Exercise goal: Reproduce the rows below, replacing "Target" with "Object" wherever it occurs and leaving everything else unchanged.

— Begin Task material —

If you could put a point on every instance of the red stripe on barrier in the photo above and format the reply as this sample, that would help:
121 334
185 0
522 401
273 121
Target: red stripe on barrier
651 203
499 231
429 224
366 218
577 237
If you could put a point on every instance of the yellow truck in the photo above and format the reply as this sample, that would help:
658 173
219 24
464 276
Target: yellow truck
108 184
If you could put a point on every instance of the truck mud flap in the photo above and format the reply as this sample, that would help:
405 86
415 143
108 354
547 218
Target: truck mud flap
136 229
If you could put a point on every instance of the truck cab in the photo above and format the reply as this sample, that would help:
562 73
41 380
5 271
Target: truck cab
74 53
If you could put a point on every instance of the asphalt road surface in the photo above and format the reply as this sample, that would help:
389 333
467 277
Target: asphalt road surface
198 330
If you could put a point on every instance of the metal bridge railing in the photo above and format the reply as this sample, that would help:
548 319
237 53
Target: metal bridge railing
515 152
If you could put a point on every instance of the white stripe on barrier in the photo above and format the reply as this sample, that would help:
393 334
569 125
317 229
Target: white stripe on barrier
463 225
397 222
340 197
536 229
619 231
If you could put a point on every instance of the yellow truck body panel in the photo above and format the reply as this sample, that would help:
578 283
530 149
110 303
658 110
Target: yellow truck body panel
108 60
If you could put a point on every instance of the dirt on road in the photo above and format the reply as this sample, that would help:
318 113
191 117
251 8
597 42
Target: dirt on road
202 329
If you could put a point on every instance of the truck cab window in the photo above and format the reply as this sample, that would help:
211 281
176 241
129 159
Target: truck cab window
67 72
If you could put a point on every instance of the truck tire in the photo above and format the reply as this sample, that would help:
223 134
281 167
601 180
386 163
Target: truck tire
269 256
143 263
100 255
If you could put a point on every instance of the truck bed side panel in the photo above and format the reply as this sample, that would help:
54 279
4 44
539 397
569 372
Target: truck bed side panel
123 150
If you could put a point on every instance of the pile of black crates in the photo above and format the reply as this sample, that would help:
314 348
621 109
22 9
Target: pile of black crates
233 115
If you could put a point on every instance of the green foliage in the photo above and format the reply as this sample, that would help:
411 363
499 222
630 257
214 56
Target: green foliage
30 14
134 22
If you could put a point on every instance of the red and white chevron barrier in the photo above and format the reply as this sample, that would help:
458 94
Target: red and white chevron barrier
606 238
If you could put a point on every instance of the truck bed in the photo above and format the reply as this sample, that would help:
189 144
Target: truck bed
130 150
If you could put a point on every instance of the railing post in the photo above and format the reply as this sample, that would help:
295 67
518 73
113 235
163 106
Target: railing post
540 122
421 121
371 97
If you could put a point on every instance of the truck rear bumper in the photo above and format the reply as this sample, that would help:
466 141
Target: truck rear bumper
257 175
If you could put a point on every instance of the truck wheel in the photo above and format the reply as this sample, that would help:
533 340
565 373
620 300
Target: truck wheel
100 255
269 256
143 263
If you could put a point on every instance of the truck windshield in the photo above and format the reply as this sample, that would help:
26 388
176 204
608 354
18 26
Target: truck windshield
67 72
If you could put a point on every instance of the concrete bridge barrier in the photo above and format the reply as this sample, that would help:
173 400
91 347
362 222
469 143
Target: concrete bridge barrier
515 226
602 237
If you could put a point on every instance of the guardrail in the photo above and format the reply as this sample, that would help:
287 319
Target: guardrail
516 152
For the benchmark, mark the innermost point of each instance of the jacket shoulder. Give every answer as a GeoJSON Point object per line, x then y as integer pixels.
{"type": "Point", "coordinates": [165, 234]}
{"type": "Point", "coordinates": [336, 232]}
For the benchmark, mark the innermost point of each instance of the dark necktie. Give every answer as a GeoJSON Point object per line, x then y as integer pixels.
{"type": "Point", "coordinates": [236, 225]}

— End Task material —

Answer to the exercise:
If you could put a point on every instance of the red stripe on barrier in the photo above and format the reply as this sample, that would help:
121 334
185 0
522 401
273 121
Object: red stripe on barrier
651 203
499 231
429 224
366 218
577 237
If you could put a point on every instance of the yellow truck in the photo above and format the reply as this sample, that would help:
658 173
219 24
464 276
Object: yellow truck
108 184
If you could put a point on every instance of the truck mud flap in the photo above and format the reply as this sample, that would help:
405 86
415 143
108 354
547 218
Object: truck mud flap
136 229
If you could put a point on every instance of the truck cab in the photo above and format the reply as this sample, that would help:
562 73
41 380
5 271
Object: truck cab
74 53
If you could put a point on every instance of the asphalt road surface in the photo above and format the reply as this sample, that would help:
389 333
467 277
Object: asphalt road surface
198 330
If you could put a point on every instance of the metal bridge railing in the photo above and format the reply as this sample, that would help:
548 319
237 53
Object: metal bridge railing
515 152
If you could put a point on every instance of the white stripe on barrier in the photo above and format the reply as this sample, that would help:
393 334
569 125
317 229
Object: white stripe on barrier
463 225
397 222
340 197
536 229
619 231
If you could put a point on every instance of the yellow truck body panel in the photo above and format the reply as this sample, that would help:
578 283
530 149
110 303
658 110
Object: yellow truck body panel
108 60
If you could put a point on every instance of the dirt on road in the photo above and format the reply as this sample, that would help:
318 113
191 117
251 8
597 42
Object: dirt on road
202 329
If you could put a point on every instance of the truck cab window in the photo above and format the reply as this sample, that would help:
211 281
176 241
129 159
Object: truck cab window
67 72
If you could put a point on every instance of the truck tire in the photo above and format the reply as this sample, that would help:
223 134
281 167
601 180
386 163
Object: truck tire
269 256
143 263
100 255
If you could put a point on every instance of the truck bed side panel in the photo above and format the reply as this sample, that would help:
54 279
4 44
539 397
569 372
Object: truck bed side panel
123 150
If you could put a point on every instance of the pile of black crates in the photo above and format the reply as this sample, that would help:
314 348
621 109
22 9
Object: pile of black crates
233 115
If you could put a point on every instance of the green foliage in the photo above and format the reply as this sample, that would help:
411 363
499 222
630 257
214 56
Object: green foliage
30 14
134 22
If you could put a point on every instance of the red and white chevron barrier in the photo above and format the reply as this sample, that would help:
458 94
Object: red and white chevron barrier
606 238
If you could put a point on every instance of the truck bed in the photo above and format the reply as this sample, that would help:
189 144
Object: truck bed
130 150
If you could put a point on every instance of the railing post in the photo above and format the reply as this sample, that would help:
295 67
518 73
113 235
163 106
Object: railing post
540 122
421 121
371 97
If you could put a point on every instance of the truck rear bumper in the photo above and format the reply as this sample, that would help:
466 141
Object: truck rear bumper
257 175
If you could put a point on every instance of the truck wheel in the photo above and format the reply as this sample, that would help:
533 340
565 373
620 300
Object: truck wheel
100 255
269 256
143 263
If you could put a point on every instance of the truck windshield in the photo above and format the reply as this sample, that would help:
26 388
176 204
608 354
18 26
Object: truck windshield
67 72
If you could put a point on every instance of the concrete bridge barrier in the photo above and format the reply as this sample, that would help:
173 400
91 347
362 222
469 143
Object: concrete bridge barrier
515 226
602 237
If you could put a point on every instance of the guardrail in the photo above and format the reply as this sample, that would help:
287 319
Object: guardrail
516 152
For the benchmark, mark the innermost point of each instance of the jacket shoulder. Give every answer as a GeoJSON Point object per line, x then y as integer pixels.
{"type": "Point", "coordinates": [165, 234]}
{"type": "Point", "coordinates": [336, 232]}
For the benchmark, mark the innermost point of each instance of the dark necktie. Give every answer as a GeoJSON Point object per line, x then y as integer pixels.
{"type": "Point", "coordinates": [236, 225]}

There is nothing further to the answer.